## DOCUMENT EXCERPT

=== Section Start ===

They were the good ol' days: November 1941.
In Middle River, Harry Eugene Mettee was a year out of high school and already working as an inspector at Glenn L. Martin Co., helping to build airplanes for Britain's frantic defense against Nazi Germany.
He made good money -- $31 a week. He expected the country to be dragged into the war soon. But, like most 19-year-olds, he was thinking mainly about his job, girls and flashy cars.
In downtown Baltimore, Walter Thomas worked as a waiter at the old Emerson Hotel. The city was strictly segregated. Thomas, "a colored, a Negro, as we were called," felt lucky to have a good job.
War was a distant rumble. "I thought it was just a European thing," Thomas says.
In Canton, Frank Miedusiewski poured nickel glasses of Arrow beer at his father's bar, American Joe's. Patrons mistakenly called the young man Joe -- and some still do; he owns the bar now.
Customers followed the war in Europe as they might the misadventures of a psychopathic cousin who lived too far away ever to visit. Miedusiewski says the feeling was: It's their party over there. How about another Arrow, Joe?
November 1941. The Japanese secretly prepare for war. If 9 negotiations to cancel the U.S. embargo on oil shipments do not succeed by the end of the month, Japan will strike.
In Baltimore and across the country, people were beginning to crawl out of the pit of the Depression. They weren't out yet, but they could see the light of better days ahead. For the first time in years they allowed themselves a small plate of hope and optimism.

=== Section End ===

## EXERCISES
1. From the account of Baltimore in November 1941, extract everything from "He made good" down to "another Arrow, Joe?".
2. Write what comes next in the account of Baltimore in November 1941, picking up after its final sentence.

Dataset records
=== Section Start ===

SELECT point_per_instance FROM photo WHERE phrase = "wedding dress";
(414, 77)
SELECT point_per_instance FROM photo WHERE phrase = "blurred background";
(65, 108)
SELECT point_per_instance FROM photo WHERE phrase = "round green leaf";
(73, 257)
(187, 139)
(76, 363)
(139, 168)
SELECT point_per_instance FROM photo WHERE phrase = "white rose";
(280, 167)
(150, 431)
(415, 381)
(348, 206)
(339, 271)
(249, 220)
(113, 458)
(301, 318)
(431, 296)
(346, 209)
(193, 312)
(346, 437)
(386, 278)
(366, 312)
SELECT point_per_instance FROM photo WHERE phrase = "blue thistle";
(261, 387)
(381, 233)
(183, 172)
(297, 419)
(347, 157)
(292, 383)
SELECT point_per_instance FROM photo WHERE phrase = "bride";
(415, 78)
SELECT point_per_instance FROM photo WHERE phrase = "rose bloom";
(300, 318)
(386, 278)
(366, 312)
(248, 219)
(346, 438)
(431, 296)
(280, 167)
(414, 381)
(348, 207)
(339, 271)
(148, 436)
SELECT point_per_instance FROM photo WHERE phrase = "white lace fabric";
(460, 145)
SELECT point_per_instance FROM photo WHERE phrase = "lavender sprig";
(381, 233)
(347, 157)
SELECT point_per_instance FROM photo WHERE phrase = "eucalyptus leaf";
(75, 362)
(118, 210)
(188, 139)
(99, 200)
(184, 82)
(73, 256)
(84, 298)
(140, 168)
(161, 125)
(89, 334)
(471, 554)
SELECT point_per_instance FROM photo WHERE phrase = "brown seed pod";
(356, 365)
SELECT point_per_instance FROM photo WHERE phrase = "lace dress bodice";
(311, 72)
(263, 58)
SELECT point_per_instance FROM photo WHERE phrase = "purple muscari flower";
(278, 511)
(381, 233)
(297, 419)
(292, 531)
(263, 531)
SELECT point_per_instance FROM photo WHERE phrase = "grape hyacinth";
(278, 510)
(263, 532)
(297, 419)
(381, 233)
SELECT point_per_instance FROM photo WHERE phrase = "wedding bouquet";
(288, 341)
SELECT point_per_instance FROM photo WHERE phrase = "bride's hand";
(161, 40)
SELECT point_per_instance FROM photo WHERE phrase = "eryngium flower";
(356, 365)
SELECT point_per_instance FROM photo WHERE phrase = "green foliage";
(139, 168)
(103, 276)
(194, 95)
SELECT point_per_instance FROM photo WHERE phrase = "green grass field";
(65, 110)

=== Section End ===
=== Section Start ===

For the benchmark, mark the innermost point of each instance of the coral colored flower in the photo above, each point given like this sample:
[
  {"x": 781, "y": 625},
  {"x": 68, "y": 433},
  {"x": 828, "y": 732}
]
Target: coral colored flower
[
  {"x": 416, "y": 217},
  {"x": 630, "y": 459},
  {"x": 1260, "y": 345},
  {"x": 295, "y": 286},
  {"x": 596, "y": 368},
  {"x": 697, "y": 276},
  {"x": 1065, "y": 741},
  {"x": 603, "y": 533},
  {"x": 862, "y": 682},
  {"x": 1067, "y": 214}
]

=== Section End ===
=== Section Start ===

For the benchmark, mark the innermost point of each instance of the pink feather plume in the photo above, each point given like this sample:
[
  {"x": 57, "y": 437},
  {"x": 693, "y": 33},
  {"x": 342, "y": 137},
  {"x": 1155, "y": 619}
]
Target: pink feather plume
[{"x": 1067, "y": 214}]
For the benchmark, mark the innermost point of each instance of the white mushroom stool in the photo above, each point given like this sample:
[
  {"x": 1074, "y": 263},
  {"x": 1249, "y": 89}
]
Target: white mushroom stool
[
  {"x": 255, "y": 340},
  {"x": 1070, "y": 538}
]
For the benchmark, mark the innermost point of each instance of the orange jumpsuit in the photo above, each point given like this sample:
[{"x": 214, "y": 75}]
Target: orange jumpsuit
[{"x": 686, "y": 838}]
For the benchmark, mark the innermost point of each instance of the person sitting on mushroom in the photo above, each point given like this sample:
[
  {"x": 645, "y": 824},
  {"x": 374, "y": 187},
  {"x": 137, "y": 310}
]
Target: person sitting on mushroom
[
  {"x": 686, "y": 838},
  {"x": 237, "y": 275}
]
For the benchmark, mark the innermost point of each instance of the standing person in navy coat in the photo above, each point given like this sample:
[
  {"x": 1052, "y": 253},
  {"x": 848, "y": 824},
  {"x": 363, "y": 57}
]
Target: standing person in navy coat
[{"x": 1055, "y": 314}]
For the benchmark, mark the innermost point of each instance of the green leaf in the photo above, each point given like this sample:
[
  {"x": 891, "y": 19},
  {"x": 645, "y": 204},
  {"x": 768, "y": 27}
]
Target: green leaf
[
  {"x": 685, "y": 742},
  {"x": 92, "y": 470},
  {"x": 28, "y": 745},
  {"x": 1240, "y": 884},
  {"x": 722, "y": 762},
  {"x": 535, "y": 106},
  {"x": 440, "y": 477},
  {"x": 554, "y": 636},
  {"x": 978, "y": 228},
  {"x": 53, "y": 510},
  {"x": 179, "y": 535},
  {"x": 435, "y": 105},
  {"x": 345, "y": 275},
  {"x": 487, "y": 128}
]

=== Section End ===

## WRITTEN ANSWERS
1.
He made good money -- $31 a week. He expected the country to be dragged into the war soon. But, like most 19-year-olds, he was thinking mainly about his job, girls and flashy cars.
In downtown Baltimore, Walter Thomas worked as a waiter at the old Emerson Hotel. The city was strictly segregated. Thomas, "a colored, a Negro, as we were called," felt lucky to have a good job.
War was a distant rumble. "I thought it was just a European thing," Thomas says.
In Canton, Frank Miedusiewski poured nickel glasses of Arrow beer at his father's bar, American Joe's. Patrons mistakenly called the young man Joe -- and some still do; he owns the bar now.
Customers followed the war in Europe as they might the misadventures of a psychopathic cousin who lived too far away ever to visit. Miedusiewski says the feeling was: It's their party over there. How about another Arrow, Joe?

2.
They hoped the United States could avoid war, and the threat seemed to come from Hitler, not Hirohito.
Pearl Harbor? In November 1941, few Marylanders even knew where it was.
They knew where Poland was, and Finland and France and even the countries of North Africa, where Rommel's Afrika Korps threatened to establish another Nazi stronghold. Since sweeping into Poland in September 1939, Hitler's forces had stampeded across Europe. The Nazis controlled nearly the whole continent. They appeared to be invincible.
Against the Soviet Union, Hitler had unleashed the most powerful army ever seen. By late 1941, Nazi troops were approaching Moscow and Stalin's doorstep. If the Soviet Union fell, would not Britain quickly crumble? Then who but the United States would be left to confront the maniacal Hitler?
These were questions that many Americans readily shoved aside 50 years ago. Like the patient who knows he needs surgery but puts it off, people here chose to think of cheerier things: Saturday movies, the Army-Navy football game, The Block, Thanksgiving, Christmas.
November 1941. U.S.-Japanese negotiations go nowhere as Japan refuses to repudiate the militarism that led to its earlier invasions of Manchuria, China and Indochina. Most American officials underestimate the power of Japan's naval air arm.
The defense buildup was lifting Baltimore out of the Depression. It was putting people back to work.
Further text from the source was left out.